### Given passage
○ ○ ○ ○
Media processing signaling and/or processing state metadata may be embedded in one or more reserved fields (e.g., which may be, but are not limited to, currently unused), carried in a sub-stream in a media bitstream, hidden with media data, or provided with a separate media processing database. In some possible embodiments, the data volume of media processing signaling and/or processing state metadata may be small enough to be carried (e.g., in reserved fields, or hidden in media samples using reversible data hiding techniques, or storing detailed processing state information in an external database while computing media fingerprints from the media data or retrieving media fingerprints from the media data, etc.) without affecting the bit rate allocated to carry the media data. Communicating media processing signaling and/or processing state metadata in an enhanced media processing chain is particularly useful when two or more media processing units need to work in tandem with one another throughout the media processing chain (or content lifecycle). Without media processing signaling and/or processing state metadata, severe media processing problems such as quality, level and spatial degradations may likely occur, for example, when two or more audio codecs are utilized in the chain and single-ended volume leveling is applied more than once during media content's journey to a media consuming device (or a rendering point of the media content in the media data).

In contrast, techniques herein elevate the intelligence of any or all of media processing units in an enhanced media processing chain (content lifecycle). Under the techniques herein, any of these media processing units can both “listen and adapt” as well as “announce” the state of the media data to downstream media processing units. Thus, under the techniques herein, a downstream media processing unit may optimize its processing of the media data based on the knowledge of past processing of the media data as performed by one or more upstream media processing units. Under the techniques herein, the media processing by the media processing chain as a whole on the media data becomes more efficient, more adaptive, and more predictable than otherwise. As a result, overall rendering and handling of the media content in the media data is much improved.

Importantly, under the techniques herein, the presence of the state of the media data as indicated by media processing signaling and/or processing state metadata does not negatively impact legacy media processing units that may be present in the enhanced media processing chain and may not themselves proactively use the state of the media data to adaptively process the media data. Furthermore, even if a legacy media processing unit in the media processing chain may have a tendency to tamper with the processing results of other upstream media processing devices, the processing state metadata herein may be safely and securely passed to downstream media processing devices through secure communication methods that make use of cryptographic values, encryption, authentication and data hiding. Examples of data hiding include both reversible and irreversible data hiding.

In some possible embodiments, in order to convey a state of media data to downstream media processing units, techniques herein wrap and/or embed one or more processing sub-units in the forms of software, hardware, or both, in a media processing unit to enable the media processing unit to read, write, and/or validate processing state metadata delivered with the media data.
○ ○ ○ ○
Dataset items
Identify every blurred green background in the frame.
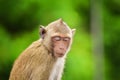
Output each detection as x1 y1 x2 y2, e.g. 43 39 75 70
0 0 120 80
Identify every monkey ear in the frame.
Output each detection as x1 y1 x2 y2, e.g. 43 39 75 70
72 29 76 36
40 25 46 39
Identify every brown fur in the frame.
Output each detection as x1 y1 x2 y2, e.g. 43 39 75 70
9 40 56 80
9 19 74 80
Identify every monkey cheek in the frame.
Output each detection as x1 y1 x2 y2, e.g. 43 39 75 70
54 52 65 57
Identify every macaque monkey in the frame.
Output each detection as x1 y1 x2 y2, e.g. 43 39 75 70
9 19 75 80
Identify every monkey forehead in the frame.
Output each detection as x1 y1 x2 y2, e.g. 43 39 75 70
46 19 71 34
52 33 72 37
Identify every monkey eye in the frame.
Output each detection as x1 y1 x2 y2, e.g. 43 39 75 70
53 36 61 41
63 37 70 41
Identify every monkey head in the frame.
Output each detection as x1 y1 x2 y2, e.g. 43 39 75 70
40 19 75 57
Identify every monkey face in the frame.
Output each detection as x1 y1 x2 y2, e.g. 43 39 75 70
52 36 71 57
○ ○ ○ ○
### What you will do
#1 Can you turn the paragraph in the media processing passage that begins "In contrast, techniques herein elevate" into a short list that keeps its main facts?
#2 Could you copy the media processing passage word for word from "In some possible embodiments, in" to "with the media data."?

### Expected responses
#1
- The techniques raise the intelligence of any or all media processing units in an enhanced media processing chain.
- Each unit can "listen and adapt" and can also "announce" the state of the media data to downstream units.
- A downstream unit can therefore optimize its processing using knowledge of the processing already done by upstream units.
- The chain as a whole processes the media data more efficiently, adaptively, and predictably.
- Overall rendering and handling of the media content are much improved.

#2
In some possible embodiments, in order to convey a state of media data to downstream media processing units, techniques herein wrap and/or embed one or more processing sub-units in the forms of software, hardware, or both, in a media processing unit to enable the media processing unit to read, write, and/or validate processing state metadata delivered with the media data.